Task: Gather each line in the entries that includes the string "black".

%%

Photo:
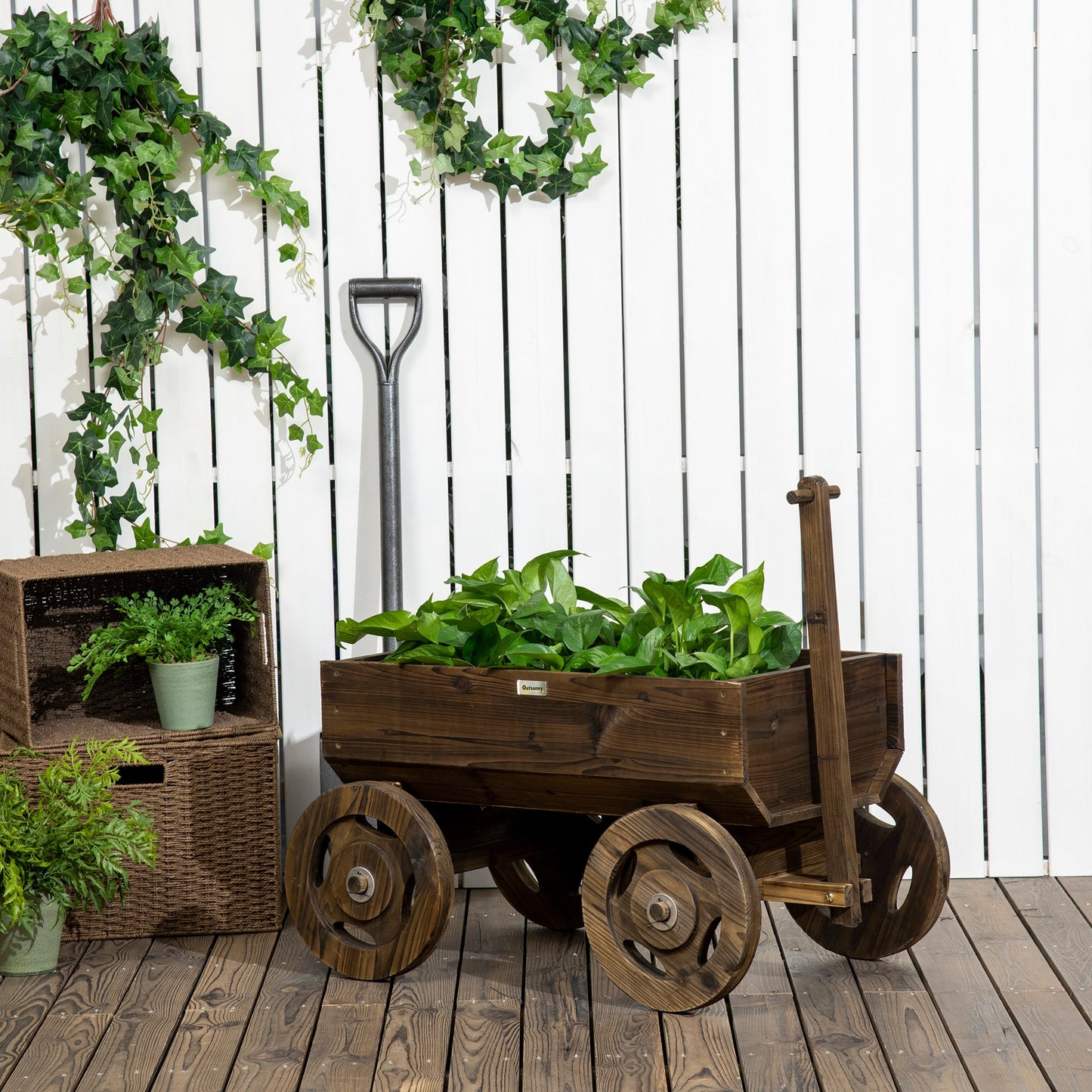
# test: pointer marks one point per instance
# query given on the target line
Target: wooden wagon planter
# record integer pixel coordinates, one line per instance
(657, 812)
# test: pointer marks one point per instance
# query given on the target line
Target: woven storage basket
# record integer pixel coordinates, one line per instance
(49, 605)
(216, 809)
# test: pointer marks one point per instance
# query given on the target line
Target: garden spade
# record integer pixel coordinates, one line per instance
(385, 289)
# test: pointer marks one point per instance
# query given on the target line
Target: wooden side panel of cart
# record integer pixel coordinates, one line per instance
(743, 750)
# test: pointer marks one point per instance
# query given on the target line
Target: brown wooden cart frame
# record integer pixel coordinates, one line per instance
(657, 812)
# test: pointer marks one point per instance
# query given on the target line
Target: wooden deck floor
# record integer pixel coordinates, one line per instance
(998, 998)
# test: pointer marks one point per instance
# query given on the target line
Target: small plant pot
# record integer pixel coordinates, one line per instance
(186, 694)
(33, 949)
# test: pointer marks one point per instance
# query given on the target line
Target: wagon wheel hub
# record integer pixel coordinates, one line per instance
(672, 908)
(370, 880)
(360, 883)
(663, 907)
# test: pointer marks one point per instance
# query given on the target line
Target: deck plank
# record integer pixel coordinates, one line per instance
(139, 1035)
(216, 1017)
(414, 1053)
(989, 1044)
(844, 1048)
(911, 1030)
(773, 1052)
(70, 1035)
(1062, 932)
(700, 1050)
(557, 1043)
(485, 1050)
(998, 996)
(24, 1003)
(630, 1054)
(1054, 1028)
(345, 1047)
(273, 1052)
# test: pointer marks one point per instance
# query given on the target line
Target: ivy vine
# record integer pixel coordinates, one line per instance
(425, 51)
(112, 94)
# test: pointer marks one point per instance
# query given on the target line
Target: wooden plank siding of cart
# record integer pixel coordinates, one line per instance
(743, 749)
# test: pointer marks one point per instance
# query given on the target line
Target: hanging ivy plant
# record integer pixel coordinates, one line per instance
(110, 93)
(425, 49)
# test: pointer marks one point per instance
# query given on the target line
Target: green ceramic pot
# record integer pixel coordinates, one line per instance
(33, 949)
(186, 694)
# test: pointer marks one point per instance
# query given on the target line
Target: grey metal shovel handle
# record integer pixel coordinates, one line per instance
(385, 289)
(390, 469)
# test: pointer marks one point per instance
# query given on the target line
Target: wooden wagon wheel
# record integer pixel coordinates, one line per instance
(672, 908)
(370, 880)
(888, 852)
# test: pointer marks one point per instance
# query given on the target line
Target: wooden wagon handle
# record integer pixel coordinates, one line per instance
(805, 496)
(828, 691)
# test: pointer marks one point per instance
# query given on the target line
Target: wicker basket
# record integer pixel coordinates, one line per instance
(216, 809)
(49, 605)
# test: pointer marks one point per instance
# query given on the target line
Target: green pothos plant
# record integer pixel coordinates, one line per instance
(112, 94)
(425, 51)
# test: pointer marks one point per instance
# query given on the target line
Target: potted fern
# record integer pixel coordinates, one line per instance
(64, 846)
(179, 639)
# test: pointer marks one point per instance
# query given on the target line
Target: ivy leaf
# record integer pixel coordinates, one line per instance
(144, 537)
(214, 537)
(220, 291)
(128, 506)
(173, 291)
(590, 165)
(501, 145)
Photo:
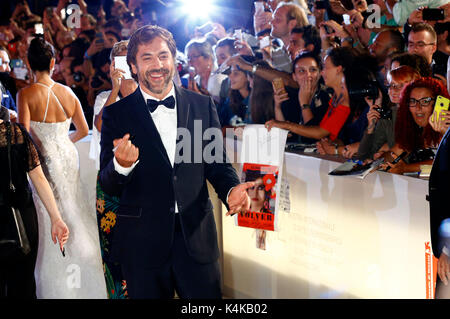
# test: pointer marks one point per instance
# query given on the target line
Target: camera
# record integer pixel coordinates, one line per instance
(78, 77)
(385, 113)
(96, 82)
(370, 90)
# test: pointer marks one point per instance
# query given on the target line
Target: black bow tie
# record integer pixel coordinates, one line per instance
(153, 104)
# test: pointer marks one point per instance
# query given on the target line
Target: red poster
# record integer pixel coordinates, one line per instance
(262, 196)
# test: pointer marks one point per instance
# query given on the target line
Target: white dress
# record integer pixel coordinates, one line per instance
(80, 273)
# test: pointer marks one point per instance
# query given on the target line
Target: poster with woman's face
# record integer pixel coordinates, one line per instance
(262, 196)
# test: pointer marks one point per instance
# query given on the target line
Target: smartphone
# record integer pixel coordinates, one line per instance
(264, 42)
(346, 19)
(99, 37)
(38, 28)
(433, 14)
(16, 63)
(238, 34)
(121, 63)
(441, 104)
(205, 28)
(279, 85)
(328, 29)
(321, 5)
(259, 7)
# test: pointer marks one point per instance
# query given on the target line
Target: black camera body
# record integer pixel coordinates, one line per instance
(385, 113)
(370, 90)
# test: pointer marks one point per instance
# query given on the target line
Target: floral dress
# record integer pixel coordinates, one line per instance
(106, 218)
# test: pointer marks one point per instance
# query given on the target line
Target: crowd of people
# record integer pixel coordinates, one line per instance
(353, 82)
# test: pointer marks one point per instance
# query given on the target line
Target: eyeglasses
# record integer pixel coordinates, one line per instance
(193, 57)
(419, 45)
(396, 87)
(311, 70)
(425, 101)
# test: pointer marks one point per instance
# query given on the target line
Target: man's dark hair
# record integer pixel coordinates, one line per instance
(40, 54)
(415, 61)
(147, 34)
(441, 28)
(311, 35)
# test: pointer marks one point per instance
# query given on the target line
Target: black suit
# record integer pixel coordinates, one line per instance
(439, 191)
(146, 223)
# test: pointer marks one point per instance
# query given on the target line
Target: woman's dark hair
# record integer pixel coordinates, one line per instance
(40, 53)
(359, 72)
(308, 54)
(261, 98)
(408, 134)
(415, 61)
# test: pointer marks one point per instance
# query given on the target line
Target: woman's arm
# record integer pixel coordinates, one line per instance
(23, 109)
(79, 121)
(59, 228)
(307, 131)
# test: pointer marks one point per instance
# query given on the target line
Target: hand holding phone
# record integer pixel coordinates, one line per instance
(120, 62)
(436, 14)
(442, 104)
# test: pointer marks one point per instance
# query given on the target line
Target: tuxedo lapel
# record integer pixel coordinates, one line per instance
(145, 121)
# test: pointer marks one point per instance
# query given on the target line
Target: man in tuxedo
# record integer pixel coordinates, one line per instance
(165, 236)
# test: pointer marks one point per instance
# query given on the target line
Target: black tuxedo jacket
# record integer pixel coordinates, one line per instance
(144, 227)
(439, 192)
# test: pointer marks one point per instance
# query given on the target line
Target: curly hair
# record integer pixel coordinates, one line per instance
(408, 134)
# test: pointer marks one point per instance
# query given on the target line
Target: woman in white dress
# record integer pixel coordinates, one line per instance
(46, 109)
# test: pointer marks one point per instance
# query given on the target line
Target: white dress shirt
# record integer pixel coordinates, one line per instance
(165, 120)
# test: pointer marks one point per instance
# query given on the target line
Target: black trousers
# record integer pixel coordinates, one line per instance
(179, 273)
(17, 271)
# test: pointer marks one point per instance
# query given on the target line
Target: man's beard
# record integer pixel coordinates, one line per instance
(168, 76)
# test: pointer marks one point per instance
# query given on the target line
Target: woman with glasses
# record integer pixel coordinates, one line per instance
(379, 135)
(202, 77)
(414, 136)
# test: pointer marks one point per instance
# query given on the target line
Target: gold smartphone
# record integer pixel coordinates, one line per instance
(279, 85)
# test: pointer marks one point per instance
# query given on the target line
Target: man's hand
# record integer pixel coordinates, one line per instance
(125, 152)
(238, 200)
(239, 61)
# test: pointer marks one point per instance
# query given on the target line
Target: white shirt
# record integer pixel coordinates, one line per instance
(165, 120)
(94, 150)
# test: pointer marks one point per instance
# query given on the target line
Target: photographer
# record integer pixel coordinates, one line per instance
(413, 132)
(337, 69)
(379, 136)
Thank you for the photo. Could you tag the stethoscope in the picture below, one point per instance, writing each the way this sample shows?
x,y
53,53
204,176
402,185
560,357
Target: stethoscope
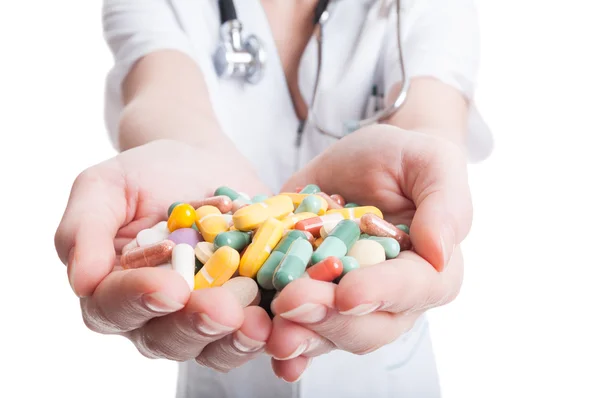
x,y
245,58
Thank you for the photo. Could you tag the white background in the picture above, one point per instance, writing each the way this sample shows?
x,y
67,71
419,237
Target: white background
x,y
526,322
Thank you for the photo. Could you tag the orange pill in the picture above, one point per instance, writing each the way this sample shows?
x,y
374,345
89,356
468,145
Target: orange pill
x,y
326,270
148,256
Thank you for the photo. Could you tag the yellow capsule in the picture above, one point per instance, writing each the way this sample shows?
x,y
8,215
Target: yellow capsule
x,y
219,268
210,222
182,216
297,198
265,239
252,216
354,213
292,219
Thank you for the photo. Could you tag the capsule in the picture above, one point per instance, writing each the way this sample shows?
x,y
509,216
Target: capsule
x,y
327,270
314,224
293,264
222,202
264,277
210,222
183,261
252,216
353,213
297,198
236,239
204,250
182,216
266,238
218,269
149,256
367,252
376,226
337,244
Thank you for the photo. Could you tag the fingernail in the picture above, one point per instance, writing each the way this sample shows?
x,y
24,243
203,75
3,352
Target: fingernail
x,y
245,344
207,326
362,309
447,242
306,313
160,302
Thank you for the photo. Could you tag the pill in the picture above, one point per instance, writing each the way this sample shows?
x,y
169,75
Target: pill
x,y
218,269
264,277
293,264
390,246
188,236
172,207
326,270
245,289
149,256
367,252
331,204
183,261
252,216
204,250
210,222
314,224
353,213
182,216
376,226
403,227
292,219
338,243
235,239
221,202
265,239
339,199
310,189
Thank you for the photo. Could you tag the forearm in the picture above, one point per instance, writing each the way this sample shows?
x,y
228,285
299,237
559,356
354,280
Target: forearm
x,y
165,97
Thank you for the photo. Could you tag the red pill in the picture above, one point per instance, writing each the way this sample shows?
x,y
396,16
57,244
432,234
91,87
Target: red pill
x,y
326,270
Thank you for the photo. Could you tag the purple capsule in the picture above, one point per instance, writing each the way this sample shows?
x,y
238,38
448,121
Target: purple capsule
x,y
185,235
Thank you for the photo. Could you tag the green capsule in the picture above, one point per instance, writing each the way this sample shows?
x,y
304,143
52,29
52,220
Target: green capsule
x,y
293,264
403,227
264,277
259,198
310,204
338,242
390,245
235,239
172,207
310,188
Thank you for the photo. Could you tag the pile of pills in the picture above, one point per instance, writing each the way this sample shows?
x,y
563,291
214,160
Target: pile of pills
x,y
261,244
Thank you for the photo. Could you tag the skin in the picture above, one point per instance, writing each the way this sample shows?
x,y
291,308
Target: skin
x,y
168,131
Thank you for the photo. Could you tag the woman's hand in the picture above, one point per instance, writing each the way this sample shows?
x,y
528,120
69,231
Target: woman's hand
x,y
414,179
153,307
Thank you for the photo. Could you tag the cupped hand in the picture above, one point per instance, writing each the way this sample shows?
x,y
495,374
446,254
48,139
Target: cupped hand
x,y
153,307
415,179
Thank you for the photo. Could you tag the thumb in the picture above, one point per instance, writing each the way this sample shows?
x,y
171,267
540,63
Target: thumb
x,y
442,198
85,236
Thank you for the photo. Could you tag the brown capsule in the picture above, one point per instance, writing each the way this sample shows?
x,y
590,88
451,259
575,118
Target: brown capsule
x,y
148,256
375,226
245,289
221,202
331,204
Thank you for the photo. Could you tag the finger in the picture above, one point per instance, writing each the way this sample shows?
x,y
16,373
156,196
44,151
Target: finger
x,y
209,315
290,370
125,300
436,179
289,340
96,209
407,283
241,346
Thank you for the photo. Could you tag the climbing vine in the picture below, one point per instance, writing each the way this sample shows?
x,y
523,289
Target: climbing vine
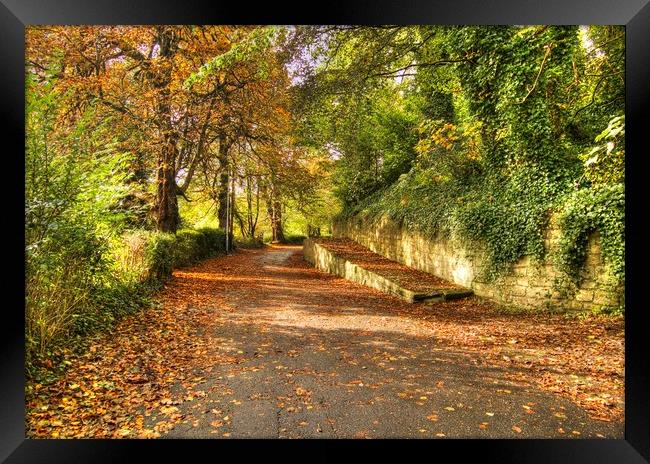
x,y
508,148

%%

Solution to this task:
Target: black bow tie
Target: black camera body
Target: black suit
Target: black tuxedo jacket
Target: black trousers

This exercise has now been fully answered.